After nearly three months in the bottle, I'm getting around to posting tasting notes for Demeter Facile (recipe). The idea behind this one was to go with a (relatively) simple malt bill and fairly-minimal hop additions so that I could get a beer that showed off the character of my current house blend (Ambrosia 005) of saison yeast (Saccharomyces), Brettanomyces strains, and lactic acid bacteria (LAB). Overall, I'm quite happy with the results, and this is something that I will most definitely be brewing again in the future. I'll also plan to do an oak-aged version soon enough.
Appearance: Quite clear. Color is a medium yellow with a sizable initial head that fizzles down a bit quickly. Could be better in this area, though the retention isn't horrible.
Nose: Begins with yellow and orange SweeTarts, leading into faint tropical fruit. A bit of apricot. Light grass and wheat. Some honey as it starts to warm, potentially from the bit of honey malt that I used in this one. (While I wanted to keep it simple, I love honey malt in saisons and couldn't resist). Hints of lime zest as well, lingering after the more-upfront mango and tangerine subside.
Flavor: Similar notes as the nose, but with a light-to-moderate tartness through the finish. Just where I like it, tart without really being sour. Maybe a bit of pineapple that I wasn't really getting from the nose. Mango, tangerine, and light lemon/lime seem to be the dominant characteristics. I'm guessing this is mostly from the yeast and bacteria rather than the hops, as I didn't use much Centennial, and it's not the light orange and generic citrus that I typically associate with Centennial.
Mouthfeel: Light and airy, definite saison carbonation. Could use a bit more body. Might need to up the adjuncts next time. Really easy drinking; the bottle goes down way too quickly.
Overall: I really like this beer and am pretty damn pleased with what my standard blend did with an otherwise-simple base beer. I'd like to try bottle conditioning this with honey at some point, and also potentially with a tropical fruit juice. As mentioned above, a bit of oak could also add a bit of complexity.

#####

> **Exercise brief**:
Using the tasting notes, answer these:
(a) What is the name of the house blend of yeast and bacteria?
(b) Which fruit does the flavor show that the writer was not getting from the nose?
(c) What change does the writer suggest for next time to add body?

> **Data listing**:
#####

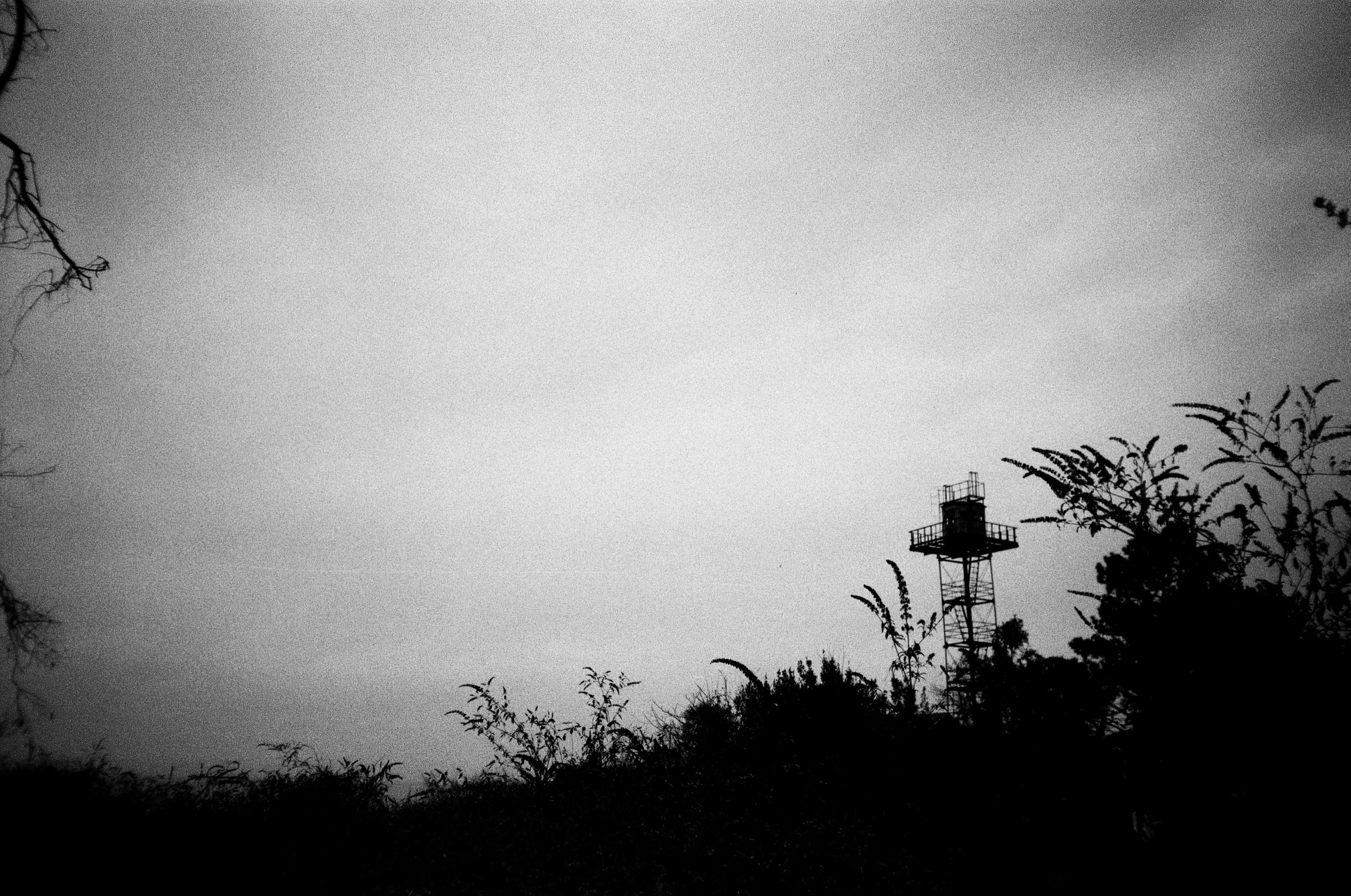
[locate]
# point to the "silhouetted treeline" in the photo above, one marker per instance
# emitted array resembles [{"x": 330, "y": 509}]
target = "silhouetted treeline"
[{"x": 1195, "y": 738}]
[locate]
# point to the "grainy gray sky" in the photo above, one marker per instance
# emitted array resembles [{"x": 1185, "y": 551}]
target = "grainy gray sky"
[{"x": 456, "y": 341}]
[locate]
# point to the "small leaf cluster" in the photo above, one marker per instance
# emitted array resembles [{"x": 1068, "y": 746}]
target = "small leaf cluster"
[
  {"x": 907, "y": 641},
  {"x": 537, "y": 746}
]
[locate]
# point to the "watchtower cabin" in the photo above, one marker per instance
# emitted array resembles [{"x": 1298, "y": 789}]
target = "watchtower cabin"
[{"x": 965, "y": 543}]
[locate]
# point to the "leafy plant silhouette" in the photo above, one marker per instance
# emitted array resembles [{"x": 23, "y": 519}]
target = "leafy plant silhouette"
[
  {"x": 535, "y": 745},
  {"x": 907, "y": 641}
]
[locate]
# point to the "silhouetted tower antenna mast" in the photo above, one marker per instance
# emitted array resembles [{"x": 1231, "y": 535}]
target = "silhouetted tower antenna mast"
[{"x": 965, "y": 543}]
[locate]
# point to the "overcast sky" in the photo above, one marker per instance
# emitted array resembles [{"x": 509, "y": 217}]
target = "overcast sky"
[{"x": 457, "y": 341}]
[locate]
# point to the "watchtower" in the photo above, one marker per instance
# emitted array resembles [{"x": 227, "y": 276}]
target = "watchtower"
[{"x": 965, "y": 543}]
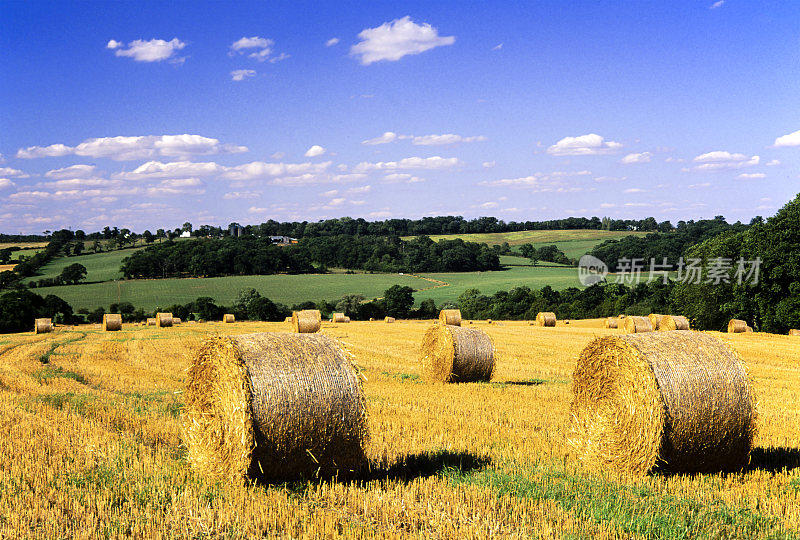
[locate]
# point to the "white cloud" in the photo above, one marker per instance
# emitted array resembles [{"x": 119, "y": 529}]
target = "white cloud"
[
  {"x": 642, "y": 157},
  {"x": 140, "y": 147},
  {"x": 583, "y": 145},
  {"x": 73, "y": 171},
  {"x": 392, "y": 41},
  {"x": 720, "y": 159},
  {"x": 792, "y": 139},
  {"x": 387, "y": 137},
  {"x": 314, "y": 151},
  {"x": 431, "y": 163},
  {"x": 154, "y": 50},
  {"x": 241, "y": 74},
  {"x": 447, "y": 138}
]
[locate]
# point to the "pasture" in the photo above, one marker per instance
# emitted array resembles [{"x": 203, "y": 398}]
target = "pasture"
[{"x": 91, "y": 446}]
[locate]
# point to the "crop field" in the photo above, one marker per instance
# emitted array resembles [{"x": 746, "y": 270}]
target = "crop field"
[
  {"x": 91, "y": 446},
  {"x": 573, "y": 243}
]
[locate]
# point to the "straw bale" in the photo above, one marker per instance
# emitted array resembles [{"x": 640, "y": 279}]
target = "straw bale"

#####

> **Output for this exercise**:
(a) Ambrosia 005
(b) Pineapple
(c) Upping the adjuncts